## Aim 1
Please report every line in the rows below that contains the string "innermost", copying each such line in full.

## Text extract
☆ ☆ ☆ ☆
Tuesday, September 20, 2016

Country Roads Revisited - Bloggers Quilt Festival

Good morning!  My second entry in this year's Bloggers Quilt Festival is in the Small Quilts category.

This little quilt is my version of Lori DeJarnatt's (Humble Quilts) quilt-along from last fall. We were traveling at the time, so my chosen fabrics are a mix of some purchases while in Oregon and scraps from previous quilts.
Though I love cheddars, I've not used too much in prior quilts, but instantly fell in love with this background fabric and a coordinating black and cheddar print that had been waiting in my fat quarter stash tote.

I hand quilted this little quilt using a portion of a large stencil in the cheddar squares and corners, with a simple ditch and cross-hatch in the blocks, and diagonal lines in the outer border.

This is one of my favorite little quilts, finishing at 25 inches square.  I used Hobbs Polydown batting, and Aurifil 28 wt. thread for most of the quilting.

I found this lovely old toile in one of the stash bins, and there was just enough for the back.

A lot of quilters participated in Lori's fun quilt-along last year.  I wonder if we'll see more Country Roads quilts appearing in this years Bloggers Festival.
Time for another cup of coffee and off to see some of the other entries!  This is a great week for meeting new (to me) bloggers!

Bloggers Quilt Festival - A Scrappy Baby Quilt

The Bloggers Quilt Festival is in full swing this week, and I'll start this post by thanking Amy for once again hosting this super-fun event!  I've met so many wonderful quilters over the past few years through this festival, and I'm sure this year will be no different.

If you're like me, when you hear "scrappy quilt" you might think of traditional  dark reds, browns, greens and golds in a star or strippy setting. This would not be that quilt.


This happy baby quilt was made early this past spring for a young woman in our church who was expecting her first daughter who we welcomed in late May. It is composed of 4-1/2 inch squares drawn from my stash and scrap totes. The 1-1/2 inch wide block borders are also from those same scrap totes. I must say this has quickly become my favorite go-to pattern for a quick and easy (and FUN) baby quilt, as the possibilities seem endless - and whose totes/bins/bags of scraps don't seem to be endless!
☆ ☆ ☆ ☆
## Given records
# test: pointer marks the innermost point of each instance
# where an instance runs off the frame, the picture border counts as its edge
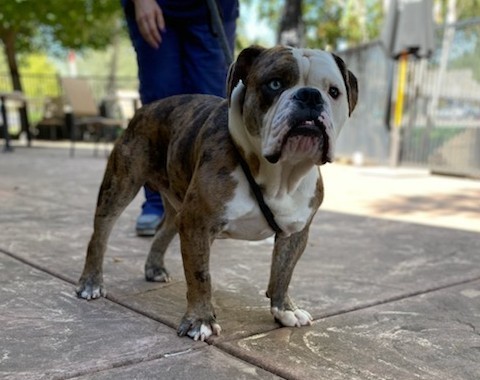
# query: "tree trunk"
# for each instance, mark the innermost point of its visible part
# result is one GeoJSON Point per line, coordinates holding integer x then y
{"type": "Point", "coordinates": [292, 29]}
{"type": "Point", "coordinates": [9, 45]}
☆ ☆ ☆ ☆
## Aim 2
According to the quilting blog post above, what batting was used in the Country Roads quilt?

## Right answer 1
# test: pointer marks the innermost point of each instance
# for each instance, mark the innermost point of its visible part

## Right answer 2
Hobbs Polydown batting.